+++ Given passage +++

There is a way to get around this rule: by using `global` or `nonlocal` (fun fact: these are the only 2 declarations in Python...until Python 3.6+ where you get variable annotation).
* `global` tells Python you are using a global variable, so inside a function call, you can permanently change a global variable.
* `nonlocal` is used to assign/reassign enclosing variables.

Caveat: I have never used `global` or `nonlocal` in real code, so use them sparingly, as they violate the Principle of Least Surprise.

In [1]:
a = []
def func():
    a.append(None)
print(a)
func()
print(a)  # a is mutated

[]
[None]


In [2]:
a = []  # global
def inner():
    a = []  # local
    a.append(None)  # refers to the local variable
print(a)
inner()
print(a)  # a is not mutated or assigned. Basically nothing has happened

[]
[]


In [3]:
a = 1
def reassign():
    global a
    a = 2

print(a)
reassign()
print(a)

+++

▶ Objective 1
Answer these about the passage on Python's `global` and `nonlocal`:
(a) What is `nonlocal` used for?
(b) What two lines are printed when the code under "In [2]:" runs?
(c) Which declaration is written as the first line inside the function `reassign`?
▶ Objective 2
Take the passage on Python's `global` and `nonlocal` further, picking up right after its final line.

+++ Material +++

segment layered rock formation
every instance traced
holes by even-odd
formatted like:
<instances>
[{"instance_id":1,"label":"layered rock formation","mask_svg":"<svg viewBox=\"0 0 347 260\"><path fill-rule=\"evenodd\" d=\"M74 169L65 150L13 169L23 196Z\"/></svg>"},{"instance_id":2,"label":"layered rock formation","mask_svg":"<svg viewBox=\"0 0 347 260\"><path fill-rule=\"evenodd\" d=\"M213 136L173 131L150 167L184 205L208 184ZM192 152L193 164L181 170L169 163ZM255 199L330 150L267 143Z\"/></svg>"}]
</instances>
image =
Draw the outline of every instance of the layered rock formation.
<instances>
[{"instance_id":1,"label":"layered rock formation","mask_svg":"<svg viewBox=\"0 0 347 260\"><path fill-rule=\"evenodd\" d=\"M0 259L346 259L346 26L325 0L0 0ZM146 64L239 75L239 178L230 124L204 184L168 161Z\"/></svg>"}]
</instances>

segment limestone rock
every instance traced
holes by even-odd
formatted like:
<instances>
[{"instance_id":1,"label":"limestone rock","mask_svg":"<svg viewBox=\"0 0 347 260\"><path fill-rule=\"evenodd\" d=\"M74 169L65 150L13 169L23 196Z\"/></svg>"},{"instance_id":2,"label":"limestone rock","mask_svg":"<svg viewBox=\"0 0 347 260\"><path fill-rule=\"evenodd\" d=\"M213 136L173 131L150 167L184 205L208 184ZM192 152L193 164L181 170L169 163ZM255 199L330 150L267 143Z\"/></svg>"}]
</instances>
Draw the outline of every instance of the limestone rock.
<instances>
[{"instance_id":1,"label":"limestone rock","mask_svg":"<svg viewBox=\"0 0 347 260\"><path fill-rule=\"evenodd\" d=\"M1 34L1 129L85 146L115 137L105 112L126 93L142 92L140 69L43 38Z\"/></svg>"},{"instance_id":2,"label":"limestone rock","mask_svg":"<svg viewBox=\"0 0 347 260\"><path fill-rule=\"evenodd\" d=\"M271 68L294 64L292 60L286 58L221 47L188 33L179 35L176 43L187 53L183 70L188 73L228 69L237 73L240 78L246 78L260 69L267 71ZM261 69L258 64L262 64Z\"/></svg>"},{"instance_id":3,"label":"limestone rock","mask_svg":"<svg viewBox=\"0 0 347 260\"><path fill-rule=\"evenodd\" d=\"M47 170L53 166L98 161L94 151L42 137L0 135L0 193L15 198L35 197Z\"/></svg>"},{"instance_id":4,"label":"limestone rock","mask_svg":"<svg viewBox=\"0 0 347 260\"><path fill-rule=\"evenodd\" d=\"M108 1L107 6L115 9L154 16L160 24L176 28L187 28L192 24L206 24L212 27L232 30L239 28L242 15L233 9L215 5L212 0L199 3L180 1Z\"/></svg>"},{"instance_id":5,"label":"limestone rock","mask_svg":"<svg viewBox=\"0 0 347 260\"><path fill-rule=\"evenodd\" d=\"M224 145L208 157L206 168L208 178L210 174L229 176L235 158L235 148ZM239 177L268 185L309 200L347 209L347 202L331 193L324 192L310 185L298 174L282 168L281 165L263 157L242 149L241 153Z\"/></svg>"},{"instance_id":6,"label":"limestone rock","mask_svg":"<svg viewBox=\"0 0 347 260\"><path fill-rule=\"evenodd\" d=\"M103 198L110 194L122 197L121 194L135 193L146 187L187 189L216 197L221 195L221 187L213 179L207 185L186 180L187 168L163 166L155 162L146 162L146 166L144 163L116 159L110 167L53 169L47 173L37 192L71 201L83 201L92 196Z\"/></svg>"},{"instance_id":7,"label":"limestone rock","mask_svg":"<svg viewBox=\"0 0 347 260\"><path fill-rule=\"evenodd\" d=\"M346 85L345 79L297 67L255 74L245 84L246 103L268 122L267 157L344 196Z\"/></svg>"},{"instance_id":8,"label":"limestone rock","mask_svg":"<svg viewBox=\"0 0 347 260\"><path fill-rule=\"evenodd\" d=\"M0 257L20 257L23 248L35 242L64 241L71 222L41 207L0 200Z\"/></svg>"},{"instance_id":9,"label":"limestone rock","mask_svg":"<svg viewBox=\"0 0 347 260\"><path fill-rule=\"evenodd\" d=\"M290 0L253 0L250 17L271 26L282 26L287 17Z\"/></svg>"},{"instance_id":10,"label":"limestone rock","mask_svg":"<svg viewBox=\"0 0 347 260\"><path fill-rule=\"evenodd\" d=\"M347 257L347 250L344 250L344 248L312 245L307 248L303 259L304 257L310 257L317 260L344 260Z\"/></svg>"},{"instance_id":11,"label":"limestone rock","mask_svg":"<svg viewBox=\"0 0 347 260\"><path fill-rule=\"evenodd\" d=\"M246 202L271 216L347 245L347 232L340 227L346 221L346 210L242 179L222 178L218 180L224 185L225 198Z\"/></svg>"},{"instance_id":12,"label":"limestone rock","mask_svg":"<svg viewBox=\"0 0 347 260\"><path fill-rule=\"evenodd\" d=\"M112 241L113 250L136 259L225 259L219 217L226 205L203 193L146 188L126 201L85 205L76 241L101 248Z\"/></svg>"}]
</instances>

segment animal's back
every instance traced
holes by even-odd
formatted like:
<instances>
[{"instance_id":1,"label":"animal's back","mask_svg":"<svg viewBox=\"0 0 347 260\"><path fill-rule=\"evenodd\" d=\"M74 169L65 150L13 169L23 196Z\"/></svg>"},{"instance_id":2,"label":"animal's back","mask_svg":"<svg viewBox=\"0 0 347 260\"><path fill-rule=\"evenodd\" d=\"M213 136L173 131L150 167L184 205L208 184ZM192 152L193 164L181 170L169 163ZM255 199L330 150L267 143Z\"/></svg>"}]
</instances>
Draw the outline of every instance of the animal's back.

+++

▶ Output 1
(a) To assign or reassign enclosing variables.
(b) [] and []
(c) global a

▶ Output 2
1
2


In [4]:
a = 1  # re-assign this variable
def reassign():
    a = 2
    def func():
        global a
        print(a, "I am inside nested function")
        a = 3
    func()
    print(a, "I am the enclosing variable")  # nothing changed here
print(a, "before global reassignment")
reassign()
print(a, "after global reassignment")

1 before global reassignment
1 I am inside nested function
2 I am the enclosing variable
3 after global reassignment


In [5]:
def global_assign():
    global xyz
    xyz = 1
    
try:
    del xyz
    print("deleted xyz")
except NameError:
    print("xyz doesn't exist")

try:
    print(xyz)
except NameError:
    print("xyz doesn't exist")

global_assign()
print(xyz)

xyz doesn't exist
xyz doesn't exist
1


In [6]:
a = 1
def func1():
    a = 2  # reassign this enclosing variable
    def func2():
        nonlocal a
        a = 3
    print(a, "enclosing variable (relative to func2()) before reassignment")
    func2()
    print(a, "enclosing variable (relative to func2()) after reassignment")
print(a, "global variable unchanged")
func1()

1 global variable unchanged
2 enclosing variable (relative to func2()) before reassignment
3 enclosing variable (relative to func2()) after reassignment


## Executive Power: `exec` and `eval`
These 2 functions are very powerful. As Uncle Ben once said: with great power comes great responsibility. In practice, you will rarely have to use these.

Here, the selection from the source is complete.